■ **EXTRACT TO READ**
^^^^^^^^^^^^^^^^
Connect12A22 5 years ago

I love their RISC-V implementation in 500 lines of code: https://github.com/google/xls/blob/main/xls/examples/riscv_s...

  • Traster 5 years ago

    It's kind of a good demonstration of the problem with software versus hardware, here's xls solution (just for one function):

      fn decode_i_instruction(ins: u32) -> (u12, u5, u3, u5, u7) {
       let imm_11_0 = (ins >> u32:20);
       let rs1 = (ins >> u32:15) & u32:0x1F;
       let funct3 = (ins >> u32:12) & u32:0x07;
       let rd = (ins >> u32:7) & u32:0x1F;
       let opcode = ins & u32:0x7F;
       (imm_11_0 as u12, rs1 as u5, funct3 as u3, rd as u5, opcode as u7)
      }
    here's the systemverilog solution

      {im_11_0,rs1,funct3,rd,opcode} <= ins;
    
    Obviously, in software, you can't slice data in the same way since as far as I can tell, it's assuming all variables are a certain size and so there's no naturally way of bit slicing.
    • learyg 5 years ago

      Thanks again for the detailed thought! We actually [developed more advanced bit slicing syntax]( https://github.com/google/xls/blob/1b6859dc384fe8fa39fb901af... ) since that example was written, you can do things like a standard slice `x[5:8]` or a Verilog-style "width slice" that has explicit signedness `x[i +: u8]`. There's currently no facility for "destructuring" structs as bitfields like pattern matches, but there's no conceptual reason it can't be done, I think that'd be an interesting thing to prioritize if there's good bang for the buck. [Github issue to track!](https://github.com/google/xls/issues/131) Let me know if I missed out on details or rationale, thanks!

      • Traster 5 years ago

        Hey, thanks for replying, the project looks like it has a lot of potential. You're right, bit slicing gets you like 99% of the way there (the rest is just syntax sugar). It's interesting because from what I remember there were some non-trivial issues for the people using LLVM for their IR because of fundamental assumptions in the representation, but bit-slicing is the core functionality. Is there a reason you guys decided on your own IR?

    • FullyFunctional 5 years ago

      That's untrue. You need to include the declarations of im_11_0, etc. for the above to work and then you end up with just as much code. There's no reason they couldn't extend match to operate on bit slices also which would make this identical.

      Frankly, combinatorics is not where I expect the most interesting differences. Sequential logic is surely more interesting.

  • fmakunbound 5 years ago

    Comments indicate it implements a subset of various things.

jashmenn 5 years ago

I've been programming for 20 years and yet I have no idea what this does. Can someone ELI5?
^^^^^^^^^^^^^^^^
■ **SUPPLIED INFORMATION**

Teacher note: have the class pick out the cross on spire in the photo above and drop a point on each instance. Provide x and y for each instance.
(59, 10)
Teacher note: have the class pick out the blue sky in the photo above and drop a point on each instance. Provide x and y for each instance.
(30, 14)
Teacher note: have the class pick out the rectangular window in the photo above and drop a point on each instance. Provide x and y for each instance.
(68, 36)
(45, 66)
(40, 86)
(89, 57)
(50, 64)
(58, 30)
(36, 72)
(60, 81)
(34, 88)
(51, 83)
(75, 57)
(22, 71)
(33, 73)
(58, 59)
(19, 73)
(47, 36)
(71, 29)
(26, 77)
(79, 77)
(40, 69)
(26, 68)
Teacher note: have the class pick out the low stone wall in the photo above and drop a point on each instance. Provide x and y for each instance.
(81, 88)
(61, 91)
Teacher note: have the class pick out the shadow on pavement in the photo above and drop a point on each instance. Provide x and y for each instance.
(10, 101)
^^^^^^^^^^^^^^^^
■ **TASK TO COMPLETE**
Please give the number of lines of code that the comment thread says the RISC-V implementation takes.

■ **ANSWER IN FULL**
500 lines of code.